### Ausgewählter Auszug
________________

Die dünnen Kabel der Mikrofone münden in der Mitte des Kopfbügels in einem dickeren, gewebeummantelten Kabel. Zur Zugentlastung dient eine Klammer, die man im Nackenbereich am Kragen des Kleidungsstücks anbringt. An seinem anderen Ende mündet das etwa einen Meter lange Kabel in zwei dünnen, dennoch robusten Drähten mit verschraubbaren »Micro Dot«-Steckverbindern. Für diese bietet DPA verschiedene Anschlusslösungen an. Für das DPA4560 empfiehlt der Hersteller die XLR-Steckverbinder vom Typ DAD6001-BC mit linearem Frequenzgang. Alternativ lassen sich auch die DAD-4099-BCmit eingebautem Low-Cut verwenden. Alternativ lässt sich statt eines üblichen Fieldrecorders ein iPhone verwenden; dafür bietet DPA ein Miniatur-Audio-Interface an, das MMA-A. Neben einem Lightning-Anschlusskabel liegt diesem auch ein USB-A-Kabel bei, um einen Mac- oder Windows-Computer anzuschließen – was für ein binaurales Mikrofon aber unpraktisch wäre, da man es ja primär mobil einsetzen wird. Wer möchte schon mit einem aufgeklappten Notebook durch Wald und Wiesenhüpfen? Das MMA-A lässt sich aber auch für andere DPA-Mikrofone verwenden, etwa Headsets.
Technische Performance
Die Mikrofonkapseln des DPA4560 Core sind in Elektret-Technik gefertigt, d. h., ihre Polarisationsspannung ist in der Kapsel »eingefroren«, was gerade für Miniaturkapseln ungemein praktisch ist, weil ein Gleichstromwandler entfallen kann, der ja zusätzlichen Platz beanspruchen würde. Eine Spannungsversorgung – entweder P48-Phantomspeisung oder über das MMA-A – benötigen die Mikros dennoch für die eingebaute Impedanzwandler-Schaltung.

________________

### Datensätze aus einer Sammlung
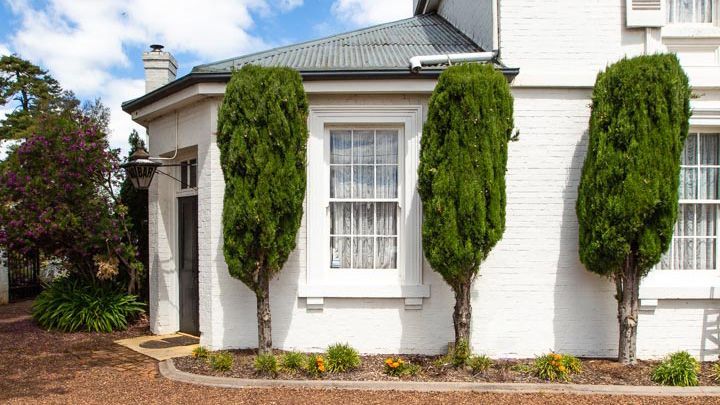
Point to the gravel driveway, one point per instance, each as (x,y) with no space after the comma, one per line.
(43,367)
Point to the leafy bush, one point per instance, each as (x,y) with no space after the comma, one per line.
(397,367)
(460,353)
(715,372)
(478,364)
(292,361)
(680,369)
(315,364)
(220,361)
(201,352)
(341,358)
(71,304)
(555,366)
(266,364)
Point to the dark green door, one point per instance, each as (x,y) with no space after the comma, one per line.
(188,269)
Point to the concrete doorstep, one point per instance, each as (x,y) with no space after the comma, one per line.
(168,370)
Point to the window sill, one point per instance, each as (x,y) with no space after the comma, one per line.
(315,294)
(690,31)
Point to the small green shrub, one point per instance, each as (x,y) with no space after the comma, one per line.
(460,354)
(679,369)
(479,364)
(201,352)
(396,366)
(266,364)
(220,361)
(715,372)
(292,361)
(341,358)
(555,366)
(315,364)
(71,304)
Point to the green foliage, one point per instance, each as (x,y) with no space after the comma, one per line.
(715,372)
(315,365)
(555,366)
(463,161)
(341,358)
(220,361)
(397,367)
(628,195)
(71,304)
(292,361)
(266,364)
(262,136)
(201,353)
(679,369)
(460,354)
(479,364)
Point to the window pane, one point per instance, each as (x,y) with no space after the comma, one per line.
(340,181)
(340,147)
(705,254)
(363,146)
(363,253)
(387,182)
(387,151)
(387,218)
(690,11)
(340,217)
(387,253)
(690,153)
(688,183)
(340,253)
(363,181)
(363,219)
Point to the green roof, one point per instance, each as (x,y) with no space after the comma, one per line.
(383,47)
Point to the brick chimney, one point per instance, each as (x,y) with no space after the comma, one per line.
(160,68)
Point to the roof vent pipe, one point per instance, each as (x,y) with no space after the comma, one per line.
(417,62)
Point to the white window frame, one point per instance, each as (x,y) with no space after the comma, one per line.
(320,280)
(685,284)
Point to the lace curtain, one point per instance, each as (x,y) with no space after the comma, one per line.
(694,245)
(363,166)
(690,11)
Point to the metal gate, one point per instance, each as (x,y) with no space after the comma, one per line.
(23,274)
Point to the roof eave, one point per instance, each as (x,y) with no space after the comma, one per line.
(220,77)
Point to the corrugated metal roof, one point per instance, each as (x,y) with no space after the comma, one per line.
(383,47)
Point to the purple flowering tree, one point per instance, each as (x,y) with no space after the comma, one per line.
(58,195)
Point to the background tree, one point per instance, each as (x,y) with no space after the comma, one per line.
(30,90)
(136,202)
(628,195)
(262,136)
(463,161)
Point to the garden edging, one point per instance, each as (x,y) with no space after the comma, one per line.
(167,369)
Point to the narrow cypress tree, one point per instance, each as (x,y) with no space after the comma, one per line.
(262,137)
(628,196)
(463,159)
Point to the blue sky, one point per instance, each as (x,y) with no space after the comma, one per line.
(93,47)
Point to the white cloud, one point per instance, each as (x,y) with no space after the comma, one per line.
(369,12)
(81,41)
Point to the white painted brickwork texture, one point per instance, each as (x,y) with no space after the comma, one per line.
(533,294)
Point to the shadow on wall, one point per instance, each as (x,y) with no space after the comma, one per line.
(584,316)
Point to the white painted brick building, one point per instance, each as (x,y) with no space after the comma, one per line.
(533,294)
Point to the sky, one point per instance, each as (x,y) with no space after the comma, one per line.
(94,47)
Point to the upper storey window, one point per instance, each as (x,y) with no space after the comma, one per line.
(690,11)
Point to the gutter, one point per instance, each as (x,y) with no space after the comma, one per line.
(223,77)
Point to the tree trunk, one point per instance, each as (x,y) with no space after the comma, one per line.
(628,291)
(263,311)
(462,313)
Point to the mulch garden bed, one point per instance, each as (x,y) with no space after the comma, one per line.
(594,371)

________________

### Aufgabe
Prüfe anhand des Auszugs zum DPA4560, ob die folgenden Aussagen zutreffen, und gib zu jeder Ja oder Nein sowie die entscheidenden Worte des Auszugs als wörtliches Zitat an.
1. Das dickere, gewebeummantelte Kabel ist etwa einen Meter lang.
2. Für das DPA4560 empfiehlt der Hersteller Steckverbinder mit eingebautem Low-Cut.
3. Dank der Elektret-Technik kommen die Mikrofone ohne Spannungsversorgung aus.

### Ergebnis
1. Ja: „das etwa einen Meter lange Kabel“
2. Nein: „Für das DPA4560 empfiehlt der Hersteller die XLR-Steckverbinder vom Typ DAD6001-BC mit linearem Frequenzgang.“
3. Nein: „Eine Spannungsversorgung – entweder P48-Phantomspeisung oder über das MMA-A – benötigen die Mikros dennoch für die eingebaute Impedanzwandler-Schaltung.“